>>>>

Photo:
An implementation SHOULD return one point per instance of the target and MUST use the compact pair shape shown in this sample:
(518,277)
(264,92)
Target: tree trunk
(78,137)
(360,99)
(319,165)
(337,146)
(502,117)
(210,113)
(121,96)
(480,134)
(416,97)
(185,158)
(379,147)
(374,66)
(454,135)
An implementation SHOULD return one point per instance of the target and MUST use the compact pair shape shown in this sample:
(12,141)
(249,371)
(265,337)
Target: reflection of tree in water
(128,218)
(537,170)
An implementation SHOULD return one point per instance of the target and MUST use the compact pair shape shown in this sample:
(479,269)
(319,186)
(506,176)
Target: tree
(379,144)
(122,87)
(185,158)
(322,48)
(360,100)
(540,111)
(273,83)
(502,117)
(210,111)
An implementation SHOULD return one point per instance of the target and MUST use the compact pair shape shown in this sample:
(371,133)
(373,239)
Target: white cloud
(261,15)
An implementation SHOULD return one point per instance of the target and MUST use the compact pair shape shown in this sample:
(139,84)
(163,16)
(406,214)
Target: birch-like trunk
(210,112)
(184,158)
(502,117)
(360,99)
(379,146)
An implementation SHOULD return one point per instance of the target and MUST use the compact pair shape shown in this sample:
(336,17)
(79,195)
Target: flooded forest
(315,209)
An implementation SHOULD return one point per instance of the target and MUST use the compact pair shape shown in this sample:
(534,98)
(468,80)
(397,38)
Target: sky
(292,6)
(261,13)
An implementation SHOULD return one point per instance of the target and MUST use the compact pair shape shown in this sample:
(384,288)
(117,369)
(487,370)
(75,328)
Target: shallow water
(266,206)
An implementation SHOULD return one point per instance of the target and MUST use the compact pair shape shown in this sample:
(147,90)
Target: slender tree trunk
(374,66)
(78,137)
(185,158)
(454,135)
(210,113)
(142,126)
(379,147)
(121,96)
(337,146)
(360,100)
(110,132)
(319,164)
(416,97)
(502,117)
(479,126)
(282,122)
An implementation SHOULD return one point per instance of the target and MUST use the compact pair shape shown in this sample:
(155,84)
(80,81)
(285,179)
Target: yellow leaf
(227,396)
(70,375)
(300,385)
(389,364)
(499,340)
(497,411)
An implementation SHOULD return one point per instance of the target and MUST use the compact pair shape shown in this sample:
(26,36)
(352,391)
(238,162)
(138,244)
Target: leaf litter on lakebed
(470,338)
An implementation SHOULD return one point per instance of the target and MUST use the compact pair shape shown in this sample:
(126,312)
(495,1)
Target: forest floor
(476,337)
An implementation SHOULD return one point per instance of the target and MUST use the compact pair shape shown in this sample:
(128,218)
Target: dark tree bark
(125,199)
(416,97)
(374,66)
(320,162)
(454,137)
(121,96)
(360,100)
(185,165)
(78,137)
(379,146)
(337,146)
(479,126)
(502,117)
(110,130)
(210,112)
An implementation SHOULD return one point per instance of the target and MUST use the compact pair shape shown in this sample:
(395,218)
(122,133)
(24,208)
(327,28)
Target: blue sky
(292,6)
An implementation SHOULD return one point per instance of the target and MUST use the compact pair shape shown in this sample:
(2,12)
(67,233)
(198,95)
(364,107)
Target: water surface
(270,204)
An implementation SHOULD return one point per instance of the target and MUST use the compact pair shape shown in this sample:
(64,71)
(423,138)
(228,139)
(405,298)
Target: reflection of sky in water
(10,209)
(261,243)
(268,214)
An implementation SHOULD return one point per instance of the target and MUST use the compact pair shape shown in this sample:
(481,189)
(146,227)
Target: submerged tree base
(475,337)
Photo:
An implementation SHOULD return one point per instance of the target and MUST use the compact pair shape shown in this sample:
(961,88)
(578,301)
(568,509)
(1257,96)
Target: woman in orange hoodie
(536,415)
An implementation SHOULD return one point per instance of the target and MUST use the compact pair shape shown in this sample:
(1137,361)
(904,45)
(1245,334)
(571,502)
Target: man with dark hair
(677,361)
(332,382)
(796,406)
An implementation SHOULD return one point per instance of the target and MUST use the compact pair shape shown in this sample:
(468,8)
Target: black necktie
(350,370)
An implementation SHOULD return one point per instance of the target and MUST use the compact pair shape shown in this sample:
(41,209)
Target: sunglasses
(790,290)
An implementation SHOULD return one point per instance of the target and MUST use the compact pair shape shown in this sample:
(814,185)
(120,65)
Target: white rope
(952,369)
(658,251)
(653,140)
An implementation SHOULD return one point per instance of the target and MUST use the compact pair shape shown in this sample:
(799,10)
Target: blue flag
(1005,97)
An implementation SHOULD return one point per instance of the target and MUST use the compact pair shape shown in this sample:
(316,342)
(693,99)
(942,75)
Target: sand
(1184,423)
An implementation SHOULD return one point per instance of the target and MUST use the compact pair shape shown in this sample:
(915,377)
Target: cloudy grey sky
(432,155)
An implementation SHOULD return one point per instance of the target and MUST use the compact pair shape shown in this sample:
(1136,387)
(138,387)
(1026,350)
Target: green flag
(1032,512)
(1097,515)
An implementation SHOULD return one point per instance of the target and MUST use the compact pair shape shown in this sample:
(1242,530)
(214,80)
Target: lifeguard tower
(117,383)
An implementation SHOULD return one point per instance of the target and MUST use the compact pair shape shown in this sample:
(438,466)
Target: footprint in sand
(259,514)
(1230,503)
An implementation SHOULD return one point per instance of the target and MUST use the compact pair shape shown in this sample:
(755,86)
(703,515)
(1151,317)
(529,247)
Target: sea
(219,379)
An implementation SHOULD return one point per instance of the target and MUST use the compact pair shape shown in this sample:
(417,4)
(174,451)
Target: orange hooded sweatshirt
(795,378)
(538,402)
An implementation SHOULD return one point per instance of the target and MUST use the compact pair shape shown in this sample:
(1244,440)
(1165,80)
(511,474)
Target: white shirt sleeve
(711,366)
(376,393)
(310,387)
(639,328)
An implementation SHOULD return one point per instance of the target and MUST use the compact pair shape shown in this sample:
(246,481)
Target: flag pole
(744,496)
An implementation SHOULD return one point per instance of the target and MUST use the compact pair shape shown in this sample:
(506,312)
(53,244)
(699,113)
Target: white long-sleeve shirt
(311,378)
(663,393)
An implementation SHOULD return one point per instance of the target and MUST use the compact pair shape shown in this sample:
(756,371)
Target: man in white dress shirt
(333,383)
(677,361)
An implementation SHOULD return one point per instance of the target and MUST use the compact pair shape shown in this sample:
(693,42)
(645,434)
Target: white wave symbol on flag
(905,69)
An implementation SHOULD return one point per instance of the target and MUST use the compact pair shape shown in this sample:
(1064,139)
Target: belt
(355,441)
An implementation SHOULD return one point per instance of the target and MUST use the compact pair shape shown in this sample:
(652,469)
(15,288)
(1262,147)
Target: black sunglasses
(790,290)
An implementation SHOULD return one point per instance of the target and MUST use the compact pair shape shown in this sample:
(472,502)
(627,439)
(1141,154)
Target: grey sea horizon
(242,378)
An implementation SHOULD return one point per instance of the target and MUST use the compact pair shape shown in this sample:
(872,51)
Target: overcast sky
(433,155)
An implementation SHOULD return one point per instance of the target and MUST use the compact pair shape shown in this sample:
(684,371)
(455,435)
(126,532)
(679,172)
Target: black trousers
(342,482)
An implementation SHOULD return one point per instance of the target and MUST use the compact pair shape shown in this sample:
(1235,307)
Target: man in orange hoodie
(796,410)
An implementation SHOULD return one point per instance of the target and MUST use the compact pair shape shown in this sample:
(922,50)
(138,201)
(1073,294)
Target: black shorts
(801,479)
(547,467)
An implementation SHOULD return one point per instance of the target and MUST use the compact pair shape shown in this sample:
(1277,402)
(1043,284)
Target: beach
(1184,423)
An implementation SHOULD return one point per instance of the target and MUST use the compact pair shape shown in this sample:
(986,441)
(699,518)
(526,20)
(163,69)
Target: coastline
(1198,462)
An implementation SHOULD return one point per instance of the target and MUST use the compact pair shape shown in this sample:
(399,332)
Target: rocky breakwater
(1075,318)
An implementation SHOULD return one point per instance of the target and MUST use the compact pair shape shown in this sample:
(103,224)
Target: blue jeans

<<<<

• WORK REQUEST:
Only the lines from the one bearing "Target: beach" to the end of the material belong in the answer; set them down verbatim.

• WRITTEN ANSWER:
Target: beach
(1184,423)
An implementation SHOULD return one point per instance of the target and MUST use the compact pair shape shown in this sample:
(986,441)
(699,518)
(526,20)
(163,69)
Target: coastline
(1198,462)
An implementation SHOULD return one point per instance of the target and MUST use the compact pair shape shown in this sample:
(399,332)
Target: rocky breakwater
(1075,318)
An implementation SHOULD return one point per instance of the target and MUST use the compact pair shape shown in this sample:
(103,224)
Target: blue jeans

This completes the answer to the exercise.